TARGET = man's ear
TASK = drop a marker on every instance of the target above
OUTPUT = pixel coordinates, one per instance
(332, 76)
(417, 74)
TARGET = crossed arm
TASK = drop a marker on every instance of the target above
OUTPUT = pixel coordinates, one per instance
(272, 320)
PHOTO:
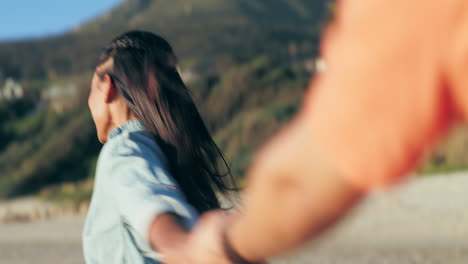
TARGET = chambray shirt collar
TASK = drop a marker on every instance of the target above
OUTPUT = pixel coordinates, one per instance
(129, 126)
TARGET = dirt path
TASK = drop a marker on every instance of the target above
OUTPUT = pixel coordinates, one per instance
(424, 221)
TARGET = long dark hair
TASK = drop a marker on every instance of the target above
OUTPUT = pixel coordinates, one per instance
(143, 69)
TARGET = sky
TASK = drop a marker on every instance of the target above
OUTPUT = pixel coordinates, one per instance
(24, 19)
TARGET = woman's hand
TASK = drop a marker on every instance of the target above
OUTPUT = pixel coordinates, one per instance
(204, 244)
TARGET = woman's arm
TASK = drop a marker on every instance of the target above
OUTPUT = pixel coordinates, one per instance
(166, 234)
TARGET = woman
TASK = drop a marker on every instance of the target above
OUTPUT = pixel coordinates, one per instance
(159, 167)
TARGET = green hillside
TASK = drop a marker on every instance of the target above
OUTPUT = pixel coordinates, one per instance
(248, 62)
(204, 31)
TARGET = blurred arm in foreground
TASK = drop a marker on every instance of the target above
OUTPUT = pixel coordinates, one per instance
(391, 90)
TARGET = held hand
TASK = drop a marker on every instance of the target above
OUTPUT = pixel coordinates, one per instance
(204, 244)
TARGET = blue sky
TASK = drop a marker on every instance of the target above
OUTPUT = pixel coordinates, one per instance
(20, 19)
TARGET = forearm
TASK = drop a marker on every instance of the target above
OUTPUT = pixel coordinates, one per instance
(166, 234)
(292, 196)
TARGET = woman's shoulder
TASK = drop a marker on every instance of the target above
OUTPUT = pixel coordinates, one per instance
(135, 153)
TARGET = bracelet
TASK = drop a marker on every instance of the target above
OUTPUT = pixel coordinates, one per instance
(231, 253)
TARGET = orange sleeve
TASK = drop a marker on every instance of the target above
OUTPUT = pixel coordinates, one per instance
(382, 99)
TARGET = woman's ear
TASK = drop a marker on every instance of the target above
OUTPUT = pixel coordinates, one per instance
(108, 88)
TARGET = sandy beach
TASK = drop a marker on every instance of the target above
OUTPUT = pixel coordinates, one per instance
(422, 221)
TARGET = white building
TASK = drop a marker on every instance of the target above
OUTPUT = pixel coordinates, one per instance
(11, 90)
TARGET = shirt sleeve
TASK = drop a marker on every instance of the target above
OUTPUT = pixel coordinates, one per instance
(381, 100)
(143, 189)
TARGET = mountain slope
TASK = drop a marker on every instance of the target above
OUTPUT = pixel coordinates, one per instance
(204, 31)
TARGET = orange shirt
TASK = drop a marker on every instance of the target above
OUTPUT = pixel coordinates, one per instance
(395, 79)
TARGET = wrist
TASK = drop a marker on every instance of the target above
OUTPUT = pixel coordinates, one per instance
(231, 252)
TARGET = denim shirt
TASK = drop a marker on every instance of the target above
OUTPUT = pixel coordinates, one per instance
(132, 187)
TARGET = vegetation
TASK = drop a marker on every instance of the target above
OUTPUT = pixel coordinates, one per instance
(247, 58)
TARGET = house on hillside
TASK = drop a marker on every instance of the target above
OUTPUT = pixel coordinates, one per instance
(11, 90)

######

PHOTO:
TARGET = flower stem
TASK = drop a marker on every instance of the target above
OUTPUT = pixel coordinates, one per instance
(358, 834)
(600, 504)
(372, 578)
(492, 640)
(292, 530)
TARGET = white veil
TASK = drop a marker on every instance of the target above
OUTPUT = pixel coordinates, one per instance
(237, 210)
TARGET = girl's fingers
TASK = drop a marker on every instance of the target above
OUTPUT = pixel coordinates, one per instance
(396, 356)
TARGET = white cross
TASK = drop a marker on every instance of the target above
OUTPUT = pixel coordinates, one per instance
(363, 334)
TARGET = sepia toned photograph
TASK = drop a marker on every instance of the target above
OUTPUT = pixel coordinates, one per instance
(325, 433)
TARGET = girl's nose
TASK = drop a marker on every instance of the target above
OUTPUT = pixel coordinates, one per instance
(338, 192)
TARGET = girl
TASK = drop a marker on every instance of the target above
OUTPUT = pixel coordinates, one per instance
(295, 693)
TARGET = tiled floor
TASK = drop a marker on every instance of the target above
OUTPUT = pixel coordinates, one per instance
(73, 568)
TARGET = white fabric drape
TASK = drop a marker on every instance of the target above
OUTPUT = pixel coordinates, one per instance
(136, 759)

######

• Istruzioni e requisiti: Calcola quante righe qui sopra contengono la stringa "hillside" e scrivi soltanto il numero.

• Risposta alla consegna: 2